*PROVIDED PASSAGE:*
- - -
And finally, I'd like to thank Michael Petsky and John Prunier and Sanjay Chadda who’s here and the partners of Petsky Prunier for choosing Canaccord Genuity as a platform to continue the excellent momentum they have achieved for their employees and clients thus far. We're very much looking forward to accomplishing great things for our clients and shareholders together.
With that, we’ll be pleased to take questions from analysts and institutional investors. Operator, if you can please open the line.
Thank you. [Operator instructions] Your first question comes from the line of Jeff Fenwick with Cormark Securities. Your line is open.
Q - Jeff Fenwick
Hi. Good morning, Dan. So, obviously, I guess the big news for the quarter here is that Petsky Prunier deal, sounds certainly from the description you gave, to be very complementary to that platform you've got going in the U.S. Just wondering, can you give us any financial metrics of the business there, revenue or any earning metrics or how should we be thinking about the contribution here going forward?
Well, certainly, it's going to be accretive. I'm going to turn it over to Don, to give you the financial metrics of the business, and then Jeff, maybe to give you a little color around that.
Well, we disclosed that the revenue for the 12 months ended December for Petsky Prunier was $43 million U.S. And really, I mean with private companies, I mean, net income is obviously the difficult measure to translate into, as it would appear in the public with the -- as a division of this Company. But, I think it's fair to say that it would certainly be accretive for this upcoming year.
Yes. Jeff, you can think about it and Don can disagree with me. But, you can think about normal comp ratios for that business in line with all our other capital markets business and some slight fixed costs associated with it. But, 25ish percent overall margin contribution wouldn't be an unreasonable working assumption. Jeff?
I think, the important point here is that this is a very complementary business to us. Our research platform, our sales platform, our back office doesn't change under this scenario. It's not a big burden to manage, a few engagements that come out of an M&A type firm. And so, the cost structure, the non-comp cost structure of this transaction is very low, it leverages our business extremely well, and there's very little overlap in terms of the sectors that they focus on and the sectors that we focus on within technology in the U.S.
And Jeff, I’ll just finally conclude. I mean, you know that I originally come from the Genuity side of this Canaccord Genuity merger. I can't remember how many years ago, a lot. But, we know the advantage of having an M&A focused shop and having add-on equity capability. The transaction is accretive without those things. But, to the extent that we can add incremental equity capability on to what is an incredibly strong M&A franchise that the folks here at Petsky have grown will be very much incremental to the numbers that you see on the page.
- - -
*EXERCISE:*
Carry the earnings call transcript forward from its final sentence. The data after this point are separate from the earnings call transcript.

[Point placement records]
- - -
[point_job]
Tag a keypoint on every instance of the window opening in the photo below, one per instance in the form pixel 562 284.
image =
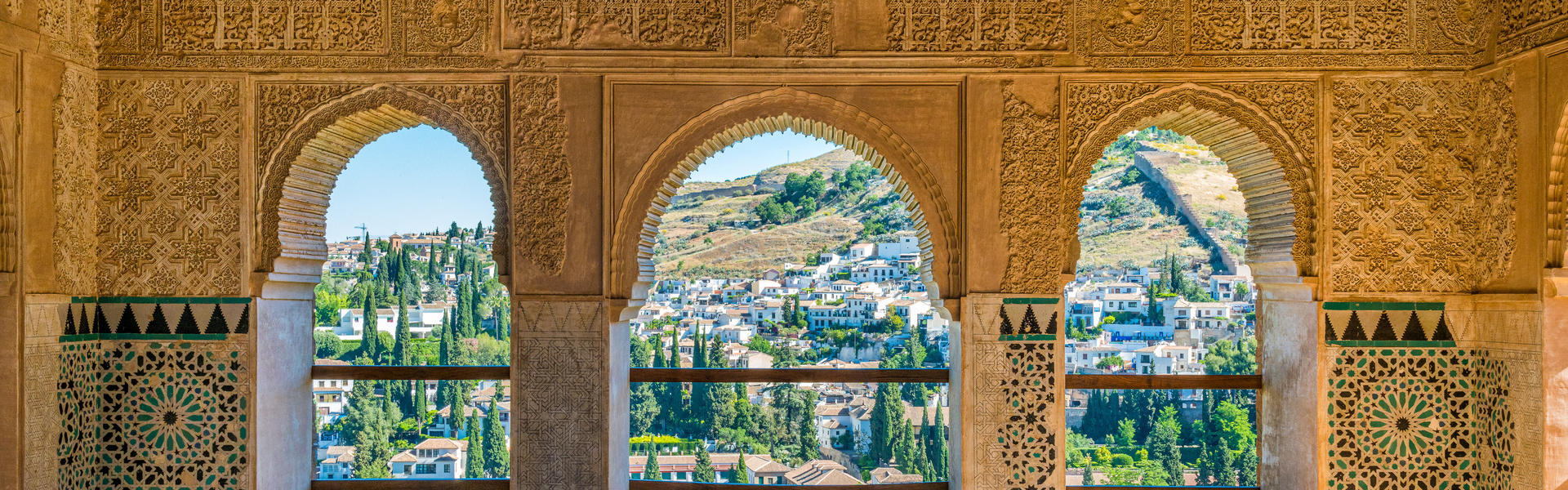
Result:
pixel 412 324
pixel 787 338
pixel 1160 350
- - -
*FINAL ANSWER:*
Okay. And maybe some modest charges here as you’ve taken in there restructuring. I imagine there might be a little bit of overlap within your advisory team there today.
No, nothing. Zero.
Nothing? Okay. That's great. Why don't we move over to the wealth management side of things? I mean, certainly, point well taken with respect to the sell-off through the end of the year, and how that weighs on these businesses. But, when I look at the UK, I noticed there’s a bit of -- it looks like a maybe a bit of expense creep there, and there’s some commentary about supporting the build out and integration. So, can you maybe just offer up a little color around where we are in that -- you're well into having them on board now for a good period of time. So, we're getting some of the benefits of that business, getting the integration done. So, how should we be thinking about being efficient versus investing in the business go forward here?
Yes. I think, one of our key strategic objectives over the next year and two in that business will be to push margins, improve our margins. And in fact, when you look at our business this quarter, you don't see that. And part of it was the sell-off and part of that also was a series -- I don't want to call them of one-time charges, because that's not fair, but charges that we didn't expect, call it legal settlements, stuff like that that we don't see on an ongoing basis in that business. I think, that's what most negatively impacted that business in the quarter. We continue to believe margins in that business will improve materially over the next eight quarters, so, -- but to industry standard margin. So, when you look at profit before tax, margins in that business, there's no reason I think that we can't be pushing those up 5 to 10 percentage points over the next period of time as we realize the synergies of the business. So, we continue to be excited by the financial prospects of that business. We continue to see them moving materially higher. I think, this quarter was a particularly awkward quarter, again, because there's some one-offs, not one time, if that's a different word, type charges that flow through that.
Don, any additional color on that? I sorry. Don and I are in a different location. So…
Yes. I think in terms of the margin improvement over the coming eight quarters, I mean, we are now commencing beginning in April an integration program in terms of back office systems and so forth. And I think there are some real life plans in place that will contribute to that and we can demonstrate that as we go forward in the coming year.
And then, maybe just on the expense front, I did notice a bit of an uptick also just in the overall corporate overhead here, headcounts creeping a little bit higher. I know, it's been a big focus over last couple of years to keep that very tight there. So, anything to take away from that part of the business.
I think in terms of -- as revenue goes up and there's been some headcount creep with some of the additions of growth in some of the businesses, you get some natural creep in expenses. There is -- were some adjustments in terms of additional reserves for normal course legal type activity. The increased trading activity on the U.S. side just brings some large -- or not large, but increased trading costs. So, you get some creep in that front. It's all very profitable business but it just attracts additional trading costs. So, we've got programs in place to very much monitor and manage and control those kinds of expenses.
And then, actually I did want to circle back actually at some other questions around the UK business here. Just obviously a lot of volatility happening in that market right now, a lot of uncertainty around Brexit, but how would you characterize that impacting both wealth and the capital markets businesses in the UK?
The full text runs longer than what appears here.